DOCUMENT EXCERPT:
PSTxsIII Pupillographic Sleepiness Test
Recording the spontaneous and involuntary pupil movement in darkness is the simplest method to measure and evaluate sleepiness objectively.
The Pupillographic Sleepiness Test PSTxs is an easy to operate, non-invasive and fast tool to obtain an objective assessment of the central nervous activation and drug related vigilance.
The PST is designed for medical practice and clinical application as well as for the sleep lab.
The PST is the ideal tool for screening, diagnosis, therapy control and an expert opinion of excessive daytime sleepiness like OSAS, narcolepsy, restless leg syndrome, insomnia etc. The system also provides useful data for shift work or for personnel in high risk careers.
Areas of application are sleep medicine, occupational medicine and pharmacology.
Pupillographic
Sleepiness
Test
The simplest way
to measure sleepiness.
PSTxs specifications
- Infrared video camera
- Recording time up to 11 minutes
- Sampling frequency 25 Hz
- Spatial resolution 0,05 mm
- Integrated patient data base
- Comfortable import/export of data
- Network compatible
- Built-in backup
- All data in ASCII-format
- Windows® XP
The sleepiness waves are monitored by means of a IR-videocamera with built-in IR-illumination. The subject is bespectacled with a pair of goggles which are opaque for visible light and transparent for infrared light. Thereby the measurement is performed in darkness and only a crimson and dim fixation target is seen.
The pupil movement is recorded for up to 11 minutes, and from this pupillogram (orange/ yellow) the pupillary unrest index PUI (green) is calculated. The PUI value is a quantitative measurement of the pupil diameter variation and sleepiness. The PUI is compared against a standard reference (green/yellow/red) and no further data evaluation is needed.

INSTRUCTIONS TO FOLLOW:
Write out everything in the sleepiness test description from "PSTxsIII Pupillographic Sleepiness" down to "evaluate sleepiness objectively.", word for word. The entries after this come from a different source.

DATA SHOWN:
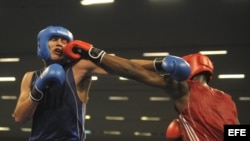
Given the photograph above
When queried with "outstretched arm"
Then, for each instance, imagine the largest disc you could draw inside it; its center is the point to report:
(129, 69)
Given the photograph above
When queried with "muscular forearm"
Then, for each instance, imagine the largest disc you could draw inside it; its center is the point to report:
(147, 64)
(24, 111)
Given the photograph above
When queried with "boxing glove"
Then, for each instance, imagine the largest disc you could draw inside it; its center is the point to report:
(77, 49)
(177, 67)
(53, 75)
(173, 131)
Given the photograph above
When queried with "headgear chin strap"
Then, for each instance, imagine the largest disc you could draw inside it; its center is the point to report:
(44, 36)
(199, 63)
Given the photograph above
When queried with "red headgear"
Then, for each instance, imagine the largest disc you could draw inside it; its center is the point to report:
(199, 63)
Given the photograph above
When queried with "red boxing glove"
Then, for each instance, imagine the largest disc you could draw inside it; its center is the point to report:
(77, 49)
(173, 131)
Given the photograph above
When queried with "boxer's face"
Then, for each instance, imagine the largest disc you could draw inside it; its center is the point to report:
(56, 45)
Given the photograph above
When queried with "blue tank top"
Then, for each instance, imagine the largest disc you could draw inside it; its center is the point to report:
(60, 115)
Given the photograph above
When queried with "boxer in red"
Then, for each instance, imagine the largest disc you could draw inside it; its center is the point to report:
(203, 110)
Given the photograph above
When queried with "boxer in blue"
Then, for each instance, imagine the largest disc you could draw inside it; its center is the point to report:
(55, 96)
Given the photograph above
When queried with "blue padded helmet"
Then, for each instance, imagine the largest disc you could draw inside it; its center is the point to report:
(44, 36)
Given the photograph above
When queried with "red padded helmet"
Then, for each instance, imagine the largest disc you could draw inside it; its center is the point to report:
(199, 63)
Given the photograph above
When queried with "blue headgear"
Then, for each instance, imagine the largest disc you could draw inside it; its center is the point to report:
(44, 36)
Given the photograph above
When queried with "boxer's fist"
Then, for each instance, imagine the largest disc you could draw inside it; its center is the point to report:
(53, 75)
(177, 67)
(173, 131)
(77, 49)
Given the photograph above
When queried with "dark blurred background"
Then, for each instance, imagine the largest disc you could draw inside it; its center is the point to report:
(127, 28)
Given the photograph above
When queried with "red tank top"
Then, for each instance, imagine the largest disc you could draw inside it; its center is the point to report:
(206, 113)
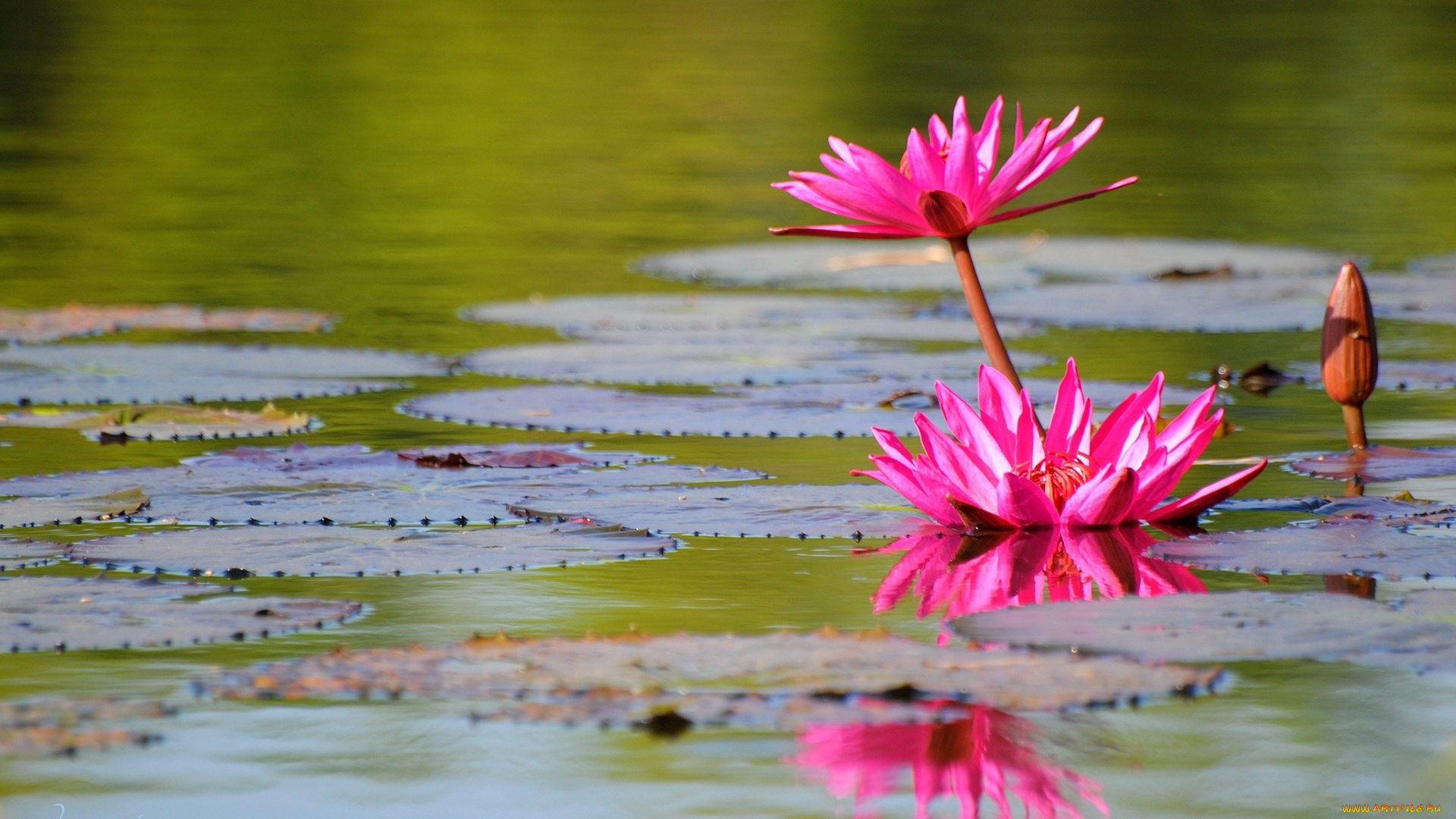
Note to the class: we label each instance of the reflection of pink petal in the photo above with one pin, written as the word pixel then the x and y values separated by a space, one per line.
pixel 987 754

SOLUTION TO THIS PROBLEM:
PSTxsIII Pupillographic Sleepiness Test
Recording the spontaneous and involuntary pupil movement in darkness is the simplest method to measure and evaluate sleepiness objectively.